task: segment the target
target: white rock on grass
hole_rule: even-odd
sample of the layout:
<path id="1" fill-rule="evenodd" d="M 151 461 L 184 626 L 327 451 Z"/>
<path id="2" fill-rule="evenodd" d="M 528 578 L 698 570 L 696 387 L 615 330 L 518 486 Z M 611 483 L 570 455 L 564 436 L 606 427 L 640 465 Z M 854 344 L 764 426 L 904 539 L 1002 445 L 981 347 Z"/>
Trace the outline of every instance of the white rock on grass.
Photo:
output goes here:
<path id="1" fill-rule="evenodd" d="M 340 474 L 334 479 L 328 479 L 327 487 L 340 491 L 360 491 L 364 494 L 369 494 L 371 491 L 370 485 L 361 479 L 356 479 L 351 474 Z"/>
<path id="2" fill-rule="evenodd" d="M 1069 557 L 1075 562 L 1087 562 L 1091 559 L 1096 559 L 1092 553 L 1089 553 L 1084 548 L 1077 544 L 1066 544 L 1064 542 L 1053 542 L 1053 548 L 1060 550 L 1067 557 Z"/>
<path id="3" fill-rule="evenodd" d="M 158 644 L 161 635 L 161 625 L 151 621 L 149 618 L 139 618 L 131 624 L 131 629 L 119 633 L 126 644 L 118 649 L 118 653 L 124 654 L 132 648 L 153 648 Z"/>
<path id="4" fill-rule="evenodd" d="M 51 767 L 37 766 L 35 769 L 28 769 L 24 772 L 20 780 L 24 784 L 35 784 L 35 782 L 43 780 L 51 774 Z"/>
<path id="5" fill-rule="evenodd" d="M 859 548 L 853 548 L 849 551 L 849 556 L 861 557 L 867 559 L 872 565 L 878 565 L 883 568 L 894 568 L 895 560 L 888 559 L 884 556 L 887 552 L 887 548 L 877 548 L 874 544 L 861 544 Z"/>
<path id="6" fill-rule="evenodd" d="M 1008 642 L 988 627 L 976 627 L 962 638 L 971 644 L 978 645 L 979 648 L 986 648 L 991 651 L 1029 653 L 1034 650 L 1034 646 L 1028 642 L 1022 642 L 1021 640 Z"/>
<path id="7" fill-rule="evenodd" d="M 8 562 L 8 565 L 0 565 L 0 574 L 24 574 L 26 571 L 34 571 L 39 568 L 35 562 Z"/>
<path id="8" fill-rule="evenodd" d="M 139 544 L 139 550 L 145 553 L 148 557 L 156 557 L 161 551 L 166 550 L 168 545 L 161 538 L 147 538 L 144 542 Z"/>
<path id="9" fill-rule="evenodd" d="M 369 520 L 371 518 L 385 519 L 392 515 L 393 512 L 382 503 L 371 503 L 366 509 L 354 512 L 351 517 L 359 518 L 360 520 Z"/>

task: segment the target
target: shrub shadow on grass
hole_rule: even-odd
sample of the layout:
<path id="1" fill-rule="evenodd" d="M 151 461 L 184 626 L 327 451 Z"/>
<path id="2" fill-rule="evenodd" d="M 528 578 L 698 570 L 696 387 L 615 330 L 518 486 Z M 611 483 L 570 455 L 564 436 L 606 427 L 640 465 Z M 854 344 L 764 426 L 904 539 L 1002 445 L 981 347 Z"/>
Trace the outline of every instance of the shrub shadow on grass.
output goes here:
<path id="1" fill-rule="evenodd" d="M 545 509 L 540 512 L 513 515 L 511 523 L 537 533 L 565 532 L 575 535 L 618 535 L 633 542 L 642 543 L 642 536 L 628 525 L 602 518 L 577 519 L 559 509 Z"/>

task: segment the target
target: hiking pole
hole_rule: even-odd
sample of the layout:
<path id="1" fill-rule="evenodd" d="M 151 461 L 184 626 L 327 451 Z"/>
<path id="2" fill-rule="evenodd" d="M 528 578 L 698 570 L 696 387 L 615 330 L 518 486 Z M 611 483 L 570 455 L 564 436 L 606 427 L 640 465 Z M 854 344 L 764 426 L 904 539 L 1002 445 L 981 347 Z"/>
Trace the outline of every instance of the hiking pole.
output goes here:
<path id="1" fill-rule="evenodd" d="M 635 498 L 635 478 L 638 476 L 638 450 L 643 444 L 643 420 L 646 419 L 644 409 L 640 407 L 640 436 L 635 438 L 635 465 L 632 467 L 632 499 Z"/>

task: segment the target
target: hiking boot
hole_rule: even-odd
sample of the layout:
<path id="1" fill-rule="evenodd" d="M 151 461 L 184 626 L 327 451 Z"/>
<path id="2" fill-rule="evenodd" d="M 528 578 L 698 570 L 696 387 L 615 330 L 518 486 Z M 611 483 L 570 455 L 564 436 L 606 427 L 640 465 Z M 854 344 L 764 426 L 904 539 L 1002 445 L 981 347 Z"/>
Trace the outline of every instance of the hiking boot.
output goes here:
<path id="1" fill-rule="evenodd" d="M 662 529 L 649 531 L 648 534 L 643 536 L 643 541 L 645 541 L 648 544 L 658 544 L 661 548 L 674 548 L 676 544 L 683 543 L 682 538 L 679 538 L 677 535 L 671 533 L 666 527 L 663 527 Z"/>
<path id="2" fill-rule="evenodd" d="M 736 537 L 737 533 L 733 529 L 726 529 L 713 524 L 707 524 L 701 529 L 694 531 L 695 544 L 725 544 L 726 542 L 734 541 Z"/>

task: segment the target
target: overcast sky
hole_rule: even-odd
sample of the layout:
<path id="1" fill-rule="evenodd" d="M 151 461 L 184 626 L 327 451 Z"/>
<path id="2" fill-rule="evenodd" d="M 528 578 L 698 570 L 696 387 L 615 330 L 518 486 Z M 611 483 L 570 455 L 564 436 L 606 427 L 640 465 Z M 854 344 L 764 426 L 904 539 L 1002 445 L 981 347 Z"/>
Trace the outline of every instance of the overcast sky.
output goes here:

......

Short task: Convert everything from the start of the records down to and including the line that contains "158 644 L 161" into a numbered list, leaving out any blank lines.

Response:
1. task: segment the target
2. target: white rock on grass
3. hole_rule: even-odd
4. sample of the layout:
5. <path id="1" fill-rule="evenodd" d="M 151 461 L 184 626 L 327 451 Z"/>
6. <path id="2" fill-rule="evenodd" d="M 528 578 L 698 570 L 696 387 L 615 330 L 518 486 Z M 611 483 L 570 455 L 564 436 L 606 427 L 640 465 Z M 854 344 L 764 426 L 904 539 L 1002 445 L 981 347 Z"/>
7. Trace the outline of every instance of the white rock on grass.
8. Photo:
9. output goes here:
10. <path id="1" fill-rule="evenodd" d="M 340 474 L 334 479 L 328 479 L 327 487 L 340 491 L 360 491 L 364 494 L 369 494 L 371 491 L 370 485 L 361 479 L 356 479 L 351 474 Z"/>
11. <path id="2" fill-rule="evenodd" d="M 1069 557 L 1075 562 L 1087 562 L 1091 559 L 1096 559 L 1092 553 L 1089 553 L 1084 548 L 1077 544 L 1066 544 L 1064 542 L 1053 542 L 1053 548 L 1060 550 L 1067 557 Z"/>
12. <path id="3" fill-rule="evenodd" d="M 158 644 L 161 635 L 161 625 L 151 621 L 149 618 L 139 618 L 131 624 L 131 629 L 119 633 L 126 644 L 118 649 L 118 653 L 124 654 L 132 648 L 153 648 Z"/>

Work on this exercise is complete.